▶ **Textauszug**:

Ein klitzekleines Wörtchen mit vier Buchstaben, das so viel vereint: Slam! Gummienten, rosa Plüsch-Pullis, hexenhafte Kreistänze, hackende Hände und Bandnamen wie Pighead – es gibt nichts, dass es hier nicht gibt. Das wissen die Fans zu schätzen, deshalb kommen grob gesagt 80 Prozent der Anreisenden nicht aus Deutschland. 333 Tickets gab es für das allererste Berlin Death Fest, nächste Saison mehr. Warum? Weil die in Berlin heimischen Veranstalter eine großartige Organisation auf die Beine gestellt haben, die so schöne Trüffelschätze aus dem düster-feuchten Erdreich gegraben haben, jedem eine knappe Stunde frei zur Verfügung stellte und so länderübergreifend eine Szene Subsubsub-Genre vereinte.

▶ **Vorgegebene Zeilen**:
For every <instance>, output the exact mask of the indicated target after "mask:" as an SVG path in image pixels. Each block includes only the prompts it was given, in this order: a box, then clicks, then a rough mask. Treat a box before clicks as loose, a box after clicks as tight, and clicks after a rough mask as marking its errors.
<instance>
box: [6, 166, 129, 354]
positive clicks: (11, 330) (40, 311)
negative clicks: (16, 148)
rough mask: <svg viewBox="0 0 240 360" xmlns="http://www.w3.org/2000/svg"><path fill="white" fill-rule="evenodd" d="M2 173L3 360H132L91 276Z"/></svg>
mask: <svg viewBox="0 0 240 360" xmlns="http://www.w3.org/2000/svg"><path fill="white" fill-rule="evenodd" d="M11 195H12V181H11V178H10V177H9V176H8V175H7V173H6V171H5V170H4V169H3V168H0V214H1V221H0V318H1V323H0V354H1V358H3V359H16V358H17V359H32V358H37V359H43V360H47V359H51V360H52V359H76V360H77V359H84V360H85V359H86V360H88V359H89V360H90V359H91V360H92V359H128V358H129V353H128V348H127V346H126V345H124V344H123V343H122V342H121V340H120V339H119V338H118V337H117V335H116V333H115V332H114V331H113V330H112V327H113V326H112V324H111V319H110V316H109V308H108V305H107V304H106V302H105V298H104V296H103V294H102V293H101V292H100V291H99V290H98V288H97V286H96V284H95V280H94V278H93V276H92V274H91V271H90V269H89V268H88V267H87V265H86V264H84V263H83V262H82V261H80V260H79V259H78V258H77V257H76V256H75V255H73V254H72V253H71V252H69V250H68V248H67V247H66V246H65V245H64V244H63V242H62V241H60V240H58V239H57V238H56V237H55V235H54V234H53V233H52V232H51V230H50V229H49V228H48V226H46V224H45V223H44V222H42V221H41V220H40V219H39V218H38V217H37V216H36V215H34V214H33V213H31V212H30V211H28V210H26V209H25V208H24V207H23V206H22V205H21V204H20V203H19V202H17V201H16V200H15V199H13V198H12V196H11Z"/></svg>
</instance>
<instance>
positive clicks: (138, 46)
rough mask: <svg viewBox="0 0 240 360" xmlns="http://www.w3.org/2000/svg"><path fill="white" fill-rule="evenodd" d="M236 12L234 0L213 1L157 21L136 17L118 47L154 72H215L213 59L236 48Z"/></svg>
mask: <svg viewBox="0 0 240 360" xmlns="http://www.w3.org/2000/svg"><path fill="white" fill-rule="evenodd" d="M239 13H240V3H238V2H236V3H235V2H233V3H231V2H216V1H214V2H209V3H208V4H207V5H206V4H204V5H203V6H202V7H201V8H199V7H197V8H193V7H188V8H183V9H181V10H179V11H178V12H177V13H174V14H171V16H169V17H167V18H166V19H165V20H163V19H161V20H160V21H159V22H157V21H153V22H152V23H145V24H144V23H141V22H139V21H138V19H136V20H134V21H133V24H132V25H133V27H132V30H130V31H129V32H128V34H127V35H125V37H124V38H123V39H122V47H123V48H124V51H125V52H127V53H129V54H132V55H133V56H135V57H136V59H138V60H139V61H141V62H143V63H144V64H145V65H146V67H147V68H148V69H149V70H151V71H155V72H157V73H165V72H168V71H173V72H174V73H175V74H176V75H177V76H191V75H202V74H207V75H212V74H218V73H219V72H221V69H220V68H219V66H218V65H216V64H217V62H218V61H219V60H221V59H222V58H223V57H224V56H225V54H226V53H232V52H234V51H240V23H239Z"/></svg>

▶ **Übungsaufgaben**:
a. Schreiben Sie aus dem Text über das Berlin Death Fest den Abschnitt ab, der mit „Ein klitzekleines Wörtchen“ beginnt und mit „Szene Subsubsub-Genre vereinte.“ endet.
b. Führen Sie den Text über das Berlin Death Fest im Anschluss an seinen letzten Satz fort.
Die Zeilen stehen für sich und sind vom Text unabhängiges Material.

▶ **Lösungen je Aufgabe**:
a.
Ein klitzekleines Wörtchen mit vier Buchstaben, das so viel vereint: Slam! Gummienten, rosa Plüsch-Pullis, hexenhafte Kreistänze, hackende Hände und Bandnamen wie Pighead – es gibt nichts, dass es hier nicht gibt. Das wissen die Fans zu schätzen, deshalb kommen grob gesagt 80 Prozent der Anreisenden nicht aus Deutschland. 333 Tickets gab es für das allererste Berlin Death Fest, nächste Saison mehr. Warum? Weil die in Berlin heimischen Veranstalter eine großartige Organisation auf die Beine gestellt haben, die so schöne Trüffelschätze aus dem düster-feuchten Erdreich gegraben haben, jedem eine knappe Stunde frei zur Verfügung stellte und so länderübergreifend eine Szene Subsubsub-Genre vereinte.

b.
04.10.2013 – Der Freitag

Was schon der erste Abend mit knapp gehaltenen sechs Bands beweist. Festes Schuhwerk gilt definitiv als Wandertags-Pflicht! Slowly Rotten schleichen mit dröge drückendem Death Metal an. Denn was langsam verwest, wird endlich gut, heißt es ja. Sieht auch die sich langsam eingroovende Kreistanzgesellschaft. Pighead um Festival-Mitveranstalter Denny legen die Latte dann etwas höher, in Gesichtshöhe besser gesagt. Übles Geholze – ja, jetzt kommt der Brett vor’n Kopf-Flachwitz – mit nur einem Manko: Wille, ehemals Jehacktet, schafft heute nicht seine Tiefstleistung – im Growljargon gesprochen. Dafür kleben zwei Wochen Tour mit Katalepsy und Carnal Decay noch in seinem Broncialtrakt fest. Mehr als entschuldbar, behaltet die Berliner Jungs auf eurem Schirm! Prosyknesis bleiben nahtlos dran, den Drei-Bier-Frühstückern die Magenwände wie eine Waschtrommel umzukrempeln. „This song is for killing religious people“, schreit Sänger Bernard The Love Machine zu den Slam-Schlägen seiner englischen Kumpanen. Übrigens trägt er ein süßes Foetal Juice-Shirt, was die kongeniale Kreativität unter Slam Death-Bands bescheinigt. Unter den übrigen Übeln finden sich gern Aufdrucke wie Oral Fistfuck oder Coffin Syrup.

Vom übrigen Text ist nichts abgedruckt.